● PROBLEM STATEMENT
Rewrite the lines below, starting at the line that contains "of the hanging" and ending at the last line, requests included. Shift every point coordinate in the answers by adding -102 to it.

(Stored dataset items)
######

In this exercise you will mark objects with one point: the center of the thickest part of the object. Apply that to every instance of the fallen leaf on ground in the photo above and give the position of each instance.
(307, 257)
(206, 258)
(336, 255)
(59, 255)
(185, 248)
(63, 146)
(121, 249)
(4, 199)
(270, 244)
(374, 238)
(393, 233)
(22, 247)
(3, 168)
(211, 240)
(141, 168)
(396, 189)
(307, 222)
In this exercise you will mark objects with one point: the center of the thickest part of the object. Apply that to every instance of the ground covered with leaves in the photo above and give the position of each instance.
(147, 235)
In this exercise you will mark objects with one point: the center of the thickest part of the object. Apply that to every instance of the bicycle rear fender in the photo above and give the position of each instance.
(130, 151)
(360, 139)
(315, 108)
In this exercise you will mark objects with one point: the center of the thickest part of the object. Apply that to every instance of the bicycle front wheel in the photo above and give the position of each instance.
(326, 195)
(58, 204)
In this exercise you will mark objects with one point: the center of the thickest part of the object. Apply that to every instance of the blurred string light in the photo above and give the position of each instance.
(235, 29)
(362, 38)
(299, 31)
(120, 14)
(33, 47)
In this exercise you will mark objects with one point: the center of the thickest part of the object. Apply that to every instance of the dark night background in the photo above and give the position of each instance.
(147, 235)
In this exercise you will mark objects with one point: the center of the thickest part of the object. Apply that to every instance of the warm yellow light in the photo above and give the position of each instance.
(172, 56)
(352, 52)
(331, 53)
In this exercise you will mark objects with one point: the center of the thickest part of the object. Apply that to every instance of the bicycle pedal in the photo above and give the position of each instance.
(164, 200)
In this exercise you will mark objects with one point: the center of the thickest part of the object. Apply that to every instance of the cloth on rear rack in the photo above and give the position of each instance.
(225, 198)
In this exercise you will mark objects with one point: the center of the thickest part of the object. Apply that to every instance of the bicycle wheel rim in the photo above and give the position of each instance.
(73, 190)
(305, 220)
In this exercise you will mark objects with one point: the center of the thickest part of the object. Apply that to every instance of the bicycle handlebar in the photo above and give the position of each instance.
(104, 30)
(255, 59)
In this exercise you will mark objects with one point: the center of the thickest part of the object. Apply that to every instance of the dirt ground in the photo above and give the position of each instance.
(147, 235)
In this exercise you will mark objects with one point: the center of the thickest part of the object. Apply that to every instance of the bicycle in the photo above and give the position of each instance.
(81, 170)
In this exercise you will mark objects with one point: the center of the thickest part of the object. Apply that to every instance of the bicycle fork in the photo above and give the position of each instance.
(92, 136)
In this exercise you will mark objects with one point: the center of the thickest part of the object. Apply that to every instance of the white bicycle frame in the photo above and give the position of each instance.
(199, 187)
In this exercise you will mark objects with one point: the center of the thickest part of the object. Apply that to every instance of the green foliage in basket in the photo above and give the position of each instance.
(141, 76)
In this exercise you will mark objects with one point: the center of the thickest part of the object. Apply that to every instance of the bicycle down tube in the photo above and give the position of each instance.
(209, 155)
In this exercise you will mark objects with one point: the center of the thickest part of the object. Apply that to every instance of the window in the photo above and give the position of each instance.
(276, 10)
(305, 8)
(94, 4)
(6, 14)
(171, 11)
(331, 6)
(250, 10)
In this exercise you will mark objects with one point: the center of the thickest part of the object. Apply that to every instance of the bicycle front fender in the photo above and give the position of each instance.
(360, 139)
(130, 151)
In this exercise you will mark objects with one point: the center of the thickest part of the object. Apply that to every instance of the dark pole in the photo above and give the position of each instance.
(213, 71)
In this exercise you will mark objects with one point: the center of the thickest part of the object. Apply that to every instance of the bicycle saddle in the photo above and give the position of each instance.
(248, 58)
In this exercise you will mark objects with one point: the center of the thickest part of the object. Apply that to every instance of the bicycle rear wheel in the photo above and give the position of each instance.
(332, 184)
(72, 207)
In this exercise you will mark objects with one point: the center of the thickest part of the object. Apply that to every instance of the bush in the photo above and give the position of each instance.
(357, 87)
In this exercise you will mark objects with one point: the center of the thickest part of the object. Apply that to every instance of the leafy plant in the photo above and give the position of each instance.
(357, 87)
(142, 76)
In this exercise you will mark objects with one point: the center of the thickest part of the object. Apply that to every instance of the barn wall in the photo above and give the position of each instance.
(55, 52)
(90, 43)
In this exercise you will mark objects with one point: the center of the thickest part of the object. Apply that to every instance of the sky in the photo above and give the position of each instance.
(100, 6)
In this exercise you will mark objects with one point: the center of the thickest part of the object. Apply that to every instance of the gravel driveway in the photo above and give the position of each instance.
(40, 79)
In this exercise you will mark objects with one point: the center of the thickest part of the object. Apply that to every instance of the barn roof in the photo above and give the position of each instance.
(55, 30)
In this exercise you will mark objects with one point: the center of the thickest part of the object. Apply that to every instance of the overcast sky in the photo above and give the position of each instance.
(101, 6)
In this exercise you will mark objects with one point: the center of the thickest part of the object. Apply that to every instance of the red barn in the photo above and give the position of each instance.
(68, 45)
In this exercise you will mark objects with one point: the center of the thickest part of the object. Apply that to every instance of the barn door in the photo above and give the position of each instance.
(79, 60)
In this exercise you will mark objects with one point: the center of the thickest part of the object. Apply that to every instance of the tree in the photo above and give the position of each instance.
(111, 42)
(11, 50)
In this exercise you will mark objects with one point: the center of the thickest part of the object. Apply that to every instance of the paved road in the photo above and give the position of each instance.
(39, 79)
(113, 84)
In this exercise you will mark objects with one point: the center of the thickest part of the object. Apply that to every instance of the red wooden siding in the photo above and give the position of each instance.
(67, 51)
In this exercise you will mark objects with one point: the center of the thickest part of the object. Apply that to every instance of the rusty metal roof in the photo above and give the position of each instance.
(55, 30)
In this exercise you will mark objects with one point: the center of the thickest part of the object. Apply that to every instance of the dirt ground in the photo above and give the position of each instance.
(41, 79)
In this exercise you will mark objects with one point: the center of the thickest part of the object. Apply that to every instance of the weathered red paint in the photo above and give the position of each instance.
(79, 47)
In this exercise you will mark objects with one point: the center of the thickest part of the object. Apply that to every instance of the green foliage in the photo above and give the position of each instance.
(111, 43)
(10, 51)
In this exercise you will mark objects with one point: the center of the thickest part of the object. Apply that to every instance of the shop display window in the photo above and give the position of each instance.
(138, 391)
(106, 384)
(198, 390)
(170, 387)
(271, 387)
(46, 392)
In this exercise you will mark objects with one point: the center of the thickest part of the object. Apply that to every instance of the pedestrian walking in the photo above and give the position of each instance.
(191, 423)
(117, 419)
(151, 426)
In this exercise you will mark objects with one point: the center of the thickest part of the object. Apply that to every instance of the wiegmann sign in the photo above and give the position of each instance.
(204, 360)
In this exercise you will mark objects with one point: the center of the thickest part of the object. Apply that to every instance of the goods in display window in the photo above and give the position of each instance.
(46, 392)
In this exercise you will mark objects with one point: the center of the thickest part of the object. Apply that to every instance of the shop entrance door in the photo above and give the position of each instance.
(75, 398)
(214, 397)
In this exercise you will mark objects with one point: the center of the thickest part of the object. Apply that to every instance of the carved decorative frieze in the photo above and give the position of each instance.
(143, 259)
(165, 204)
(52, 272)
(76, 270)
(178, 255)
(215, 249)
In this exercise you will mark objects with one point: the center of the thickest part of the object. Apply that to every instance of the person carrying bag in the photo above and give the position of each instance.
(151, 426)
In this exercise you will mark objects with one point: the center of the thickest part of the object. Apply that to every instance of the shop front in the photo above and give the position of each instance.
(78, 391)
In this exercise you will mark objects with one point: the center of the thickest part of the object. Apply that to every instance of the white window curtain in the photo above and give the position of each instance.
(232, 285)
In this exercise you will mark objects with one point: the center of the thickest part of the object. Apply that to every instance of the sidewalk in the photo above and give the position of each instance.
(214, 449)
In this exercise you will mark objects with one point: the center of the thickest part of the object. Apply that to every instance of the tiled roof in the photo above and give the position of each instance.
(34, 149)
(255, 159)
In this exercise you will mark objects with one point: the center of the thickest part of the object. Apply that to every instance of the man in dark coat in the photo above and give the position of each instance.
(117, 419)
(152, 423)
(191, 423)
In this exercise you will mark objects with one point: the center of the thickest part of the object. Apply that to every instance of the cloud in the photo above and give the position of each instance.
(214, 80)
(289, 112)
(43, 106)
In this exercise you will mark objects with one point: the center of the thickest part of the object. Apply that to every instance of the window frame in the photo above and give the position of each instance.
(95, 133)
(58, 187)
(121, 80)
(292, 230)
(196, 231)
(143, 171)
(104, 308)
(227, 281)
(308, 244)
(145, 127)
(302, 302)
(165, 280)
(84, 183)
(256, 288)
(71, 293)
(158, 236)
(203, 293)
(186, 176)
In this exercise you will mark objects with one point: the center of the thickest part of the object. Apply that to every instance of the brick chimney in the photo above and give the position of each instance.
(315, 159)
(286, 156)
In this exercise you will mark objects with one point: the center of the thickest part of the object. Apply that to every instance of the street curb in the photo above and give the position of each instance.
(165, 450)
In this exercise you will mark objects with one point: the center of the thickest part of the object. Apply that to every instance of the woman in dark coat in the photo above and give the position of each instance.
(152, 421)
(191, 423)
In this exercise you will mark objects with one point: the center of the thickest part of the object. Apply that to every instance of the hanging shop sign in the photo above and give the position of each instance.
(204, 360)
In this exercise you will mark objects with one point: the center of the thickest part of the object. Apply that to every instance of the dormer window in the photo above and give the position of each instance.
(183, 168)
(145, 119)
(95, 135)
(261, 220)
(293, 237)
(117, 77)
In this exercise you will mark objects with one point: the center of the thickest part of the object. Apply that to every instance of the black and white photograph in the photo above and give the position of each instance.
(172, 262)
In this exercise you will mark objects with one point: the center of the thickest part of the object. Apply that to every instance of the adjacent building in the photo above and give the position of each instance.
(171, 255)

######

● COMPLETED EXERCISE
In this exercise you will mark objects with one point: the center of the thickest part of the object. Apply that to every instance of the hanging shop sign in the photo above and give the position of each instance.
(102, 258)
In this exercise you will mark objects with one point: the center of the thickest part of the object. Apply that to every instance of the dormer window in the photo above and give the position of each instance.
(81, 66)
(43, 17)
(-7, 33)
(159, 118)
(191, 135)
(15, -25)
In this exercise you will mark objects with one point: the center of the thickest part of the object. Apply that to every instance of the black and white photograph in the photo above and give the position of each instance.
(70, 160)
In this exercise you will mark objects with one point: the center of the thickest part of the object. Apply that to every instance of the adjacent building in the photo above and give the position of each instance.
(69, 153)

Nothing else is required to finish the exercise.